WHAT TO PRODUCE: Transcribe every one of the items below word for word, leaving nothing out and changing nothing.

STORED DATA:
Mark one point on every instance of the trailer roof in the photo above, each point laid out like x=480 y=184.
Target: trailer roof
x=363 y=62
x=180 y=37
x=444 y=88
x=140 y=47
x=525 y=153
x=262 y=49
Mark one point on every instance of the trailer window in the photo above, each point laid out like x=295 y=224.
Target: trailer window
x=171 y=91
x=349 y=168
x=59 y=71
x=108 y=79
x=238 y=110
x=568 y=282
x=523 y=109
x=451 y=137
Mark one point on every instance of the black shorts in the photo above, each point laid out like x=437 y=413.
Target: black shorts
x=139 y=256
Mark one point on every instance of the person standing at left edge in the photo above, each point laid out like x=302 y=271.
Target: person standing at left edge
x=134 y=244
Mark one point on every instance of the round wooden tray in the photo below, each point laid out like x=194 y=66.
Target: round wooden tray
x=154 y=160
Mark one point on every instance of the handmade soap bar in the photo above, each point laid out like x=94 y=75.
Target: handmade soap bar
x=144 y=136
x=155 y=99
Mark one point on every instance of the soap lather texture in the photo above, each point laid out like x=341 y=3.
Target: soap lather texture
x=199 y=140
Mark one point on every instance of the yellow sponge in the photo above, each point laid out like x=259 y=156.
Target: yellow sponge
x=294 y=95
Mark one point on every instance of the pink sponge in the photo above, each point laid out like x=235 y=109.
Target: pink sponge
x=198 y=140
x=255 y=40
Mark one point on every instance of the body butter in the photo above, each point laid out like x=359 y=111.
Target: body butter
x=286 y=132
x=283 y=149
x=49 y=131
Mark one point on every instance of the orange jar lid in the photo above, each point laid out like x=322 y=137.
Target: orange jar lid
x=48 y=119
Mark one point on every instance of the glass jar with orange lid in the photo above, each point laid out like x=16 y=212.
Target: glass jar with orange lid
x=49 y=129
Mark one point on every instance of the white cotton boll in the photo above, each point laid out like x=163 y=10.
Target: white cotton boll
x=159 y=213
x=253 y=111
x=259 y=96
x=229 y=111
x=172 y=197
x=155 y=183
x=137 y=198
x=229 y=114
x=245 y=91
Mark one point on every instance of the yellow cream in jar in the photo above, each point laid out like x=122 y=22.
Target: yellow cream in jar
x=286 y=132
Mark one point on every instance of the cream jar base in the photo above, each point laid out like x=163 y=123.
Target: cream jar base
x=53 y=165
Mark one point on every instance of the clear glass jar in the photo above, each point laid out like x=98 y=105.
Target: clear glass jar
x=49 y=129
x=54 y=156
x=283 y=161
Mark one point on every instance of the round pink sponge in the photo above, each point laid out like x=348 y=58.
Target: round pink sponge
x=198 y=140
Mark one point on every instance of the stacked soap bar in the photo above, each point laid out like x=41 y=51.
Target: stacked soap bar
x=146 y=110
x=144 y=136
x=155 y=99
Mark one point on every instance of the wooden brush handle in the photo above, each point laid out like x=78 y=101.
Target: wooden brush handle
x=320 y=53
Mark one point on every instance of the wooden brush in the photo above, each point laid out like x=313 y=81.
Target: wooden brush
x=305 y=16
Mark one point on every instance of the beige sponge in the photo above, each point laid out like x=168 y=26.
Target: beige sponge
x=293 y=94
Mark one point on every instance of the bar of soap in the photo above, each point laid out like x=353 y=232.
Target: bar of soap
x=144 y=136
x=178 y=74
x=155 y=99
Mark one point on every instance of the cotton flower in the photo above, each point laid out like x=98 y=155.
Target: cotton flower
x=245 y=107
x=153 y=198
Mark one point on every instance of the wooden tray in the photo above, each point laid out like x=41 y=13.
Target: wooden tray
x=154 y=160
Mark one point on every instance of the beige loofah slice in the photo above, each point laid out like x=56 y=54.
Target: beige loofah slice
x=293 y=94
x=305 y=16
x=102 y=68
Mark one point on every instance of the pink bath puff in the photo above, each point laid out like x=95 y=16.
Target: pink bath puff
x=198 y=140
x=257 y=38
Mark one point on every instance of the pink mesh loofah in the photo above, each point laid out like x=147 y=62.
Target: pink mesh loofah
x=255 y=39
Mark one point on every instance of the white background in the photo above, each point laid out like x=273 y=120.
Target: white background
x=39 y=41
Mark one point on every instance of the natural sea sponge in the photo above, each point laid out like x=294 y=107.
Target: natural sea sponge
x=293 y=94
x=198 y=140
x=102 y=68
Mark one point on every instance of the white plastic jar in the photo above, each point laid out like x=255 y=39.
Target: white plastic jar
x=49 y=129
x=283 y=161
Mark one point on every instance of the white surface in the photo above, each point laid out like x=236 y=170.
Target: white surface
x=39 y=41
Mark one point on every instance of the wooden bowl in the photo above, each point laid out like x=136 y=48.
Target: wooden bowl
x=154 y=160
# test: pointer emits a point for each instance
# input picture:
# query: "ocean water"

RESULT:
Mark one point on every instance of the trailer roof in the photo above, each point laid out like x=480 y=184.
Target: trailer roof
x=363 y=62
x=180 y=37
x=444 y=88
x=140 y=47
x=525 y=153
x=262 y=49
Mark one point on every instance of the trailer window in the photo above, each point laid out like x=295 y=224.
Target: trailer window
x=171 y=91
x=349 y=168
x=59 y=71
x=108 y=79
x=238 y=110
x=568 y=282
x=523 y=109
x=451 y=137
Mark one point on every instance of the black shorts in the photo above, each point laid out like x=437 y=413.
Target: black shorts
x=139 y=256
Mark one point on every instance of the person standing at left edge in the photo above, each point laid out like x=302 y=271.
Target: person standing at left edge
x=134 y=244
Mark one point on every instance of the round wooden tray in the photo below, each point laid out like x=194 y=66.
Target: round wooden tray
x=154 y=160
Mark one point on every instance of the handmade soap bar in the photo above, each point laid out like x=94 y=75.
Target: handmade soap bar
x=144 y=136
x=155 y=99
Mark one point on every instance of the soap lather texture in the photo above, each point laid out like x=341 y=3.
Target: soap lather texture
x=199 y=140
Mark one point on every instance of the yellow sponge in the photo above, each point laid out like x=259 y=156.
Target: yellow sponge
x=294 y=95
Mark one point on every instance of the pink sponge in the photo above, each point laid out like x=235 y=109.
Target: pink sponge
x=198 y=140
x=255 y=40
Mark one point on every instance of the body butter in the photo above, each point laid out like x=359 y=111.
Target: body butter
x=286 y=132
x=283 y=149
x=49 y=131
Mark one point on every instance of the orange jar lid in the photo above, each point laid out like x=322 y=137.
Target: orange jar lid
x=48 y=119
Mark one point on every instance of the glass jar with orange lid in the photo above, each point laid out like x=16 y=212.
Target: glass jar with orange lid
x=49 y=129
Mark one point on every instance of the white cotton boll in the photo above, each point laid out like x=163 y=10.
Target: white cotton boll
x=159 y=213
x=253 y=111
x=259 y=96
x=229 y=111
x=172 y=197
x=155 y=183
x=137 y=198
x=229 y=114
x=245 y=91
Mark one point on every instance of the yellow cream in jar in the photo above, each point laid out like x=122 y=22.
Target: yellow cream in jar
x=286 y=132
Mark one point on every instance of the cream jar base in the photo above, each point laid out like x=163 y=123.
Target: cream jar base
x=53 y=165
Mark one point on every instance of the clear glass jar in the photo above, each point laid out like x=98 y=105.
Target: clear glass jar
x=49 y=129
x=54 y=156
x=283 y=161
Mark one point on every instance of the round pink sponge in the photo above, each point laid out like x=348 y=58.
Target: round pink sponge
x=198 y=140
Mark one point on every instance of the stacked soap bar in the photo above, each point laid out like x=41 y=51.
Target: stacked soap bar
x=146 y=110
x=144 y=136
x=155 y=99
Mark one point on every instance of the wooden brush handle in the photo above, each point laid out like x=78 y=101.
Target: wooden brush handle
x=320 y=53
Mark one point on every instance of the wooden brush in the photo above, each point laid out like x=313 y=81.
Target: wooden brush
x=305 y=16
Mark one point on every instance of the beige sponge in the photo above, each point laid out like x=168 y=26.
Target: beige sponge
x=293 y=94
Mark one point on every instance of the bar of soap in the photo above, each point laid out like x=353 y=232.
Target: bar of soap
x=144 y=136
x=178 y=74
x=155 y=99
Mark one point on every instance of the cotton flower in the photo above, each point laid out like x=98 y=155.
Target: cotton flower
x=245 y=107
x=153 y=198
Mark one point on every instance of the wooden tray in the photo above, each point laid out like x=41 y=13.
Target: wooden tray
x=154 y=160
Mark one point on every instance of the beige loofah slice in the photo above, each point laid out like x=56 y=54.
Target: beige loofah slice
x=293 y=94
x=305 y=16
x=102 y=68
Mark one point on every instance of the pink bath puff in the photo above, each point laid out like x=95 y=16.
Target: pink bath puff
x=198 y=140
x=257 y=38
Mark one point on every instance of the pink mesh loofah in the photo above, each point laid out like x=147 y=62.
Target: pink mesh loofah
x=255 y=39
Mark one point on every instance of the white background in the photo above, each point laid out like x=273 y=120.
Target: white background
x=39 y=41
Mark one point on every instance of the natural sea sponge in the photo above, each point laid out like x=294 y=107.
Target: natural sea sponge
x=293 y=94
x=198 y=140
x=102 y=68
Mark one point on every instance of the white plastic jar in the photo above, each point laid out like x=255 y=39.
Target: white plastic jar
x=49 y=129
x=283 y=161
Mark one point on every instance of the white surface in the photo above, each point laid out like x=236 y=170.
Target: white surface
x=39 y=41
Mark one point on every instance of the wooden bowl in the photo above, each point laid out like x=136 y=48.
Target: wooden bowl
x=154 y=160
# test: pointer emits a point for each instance
# input picture:
# query: "ocean water"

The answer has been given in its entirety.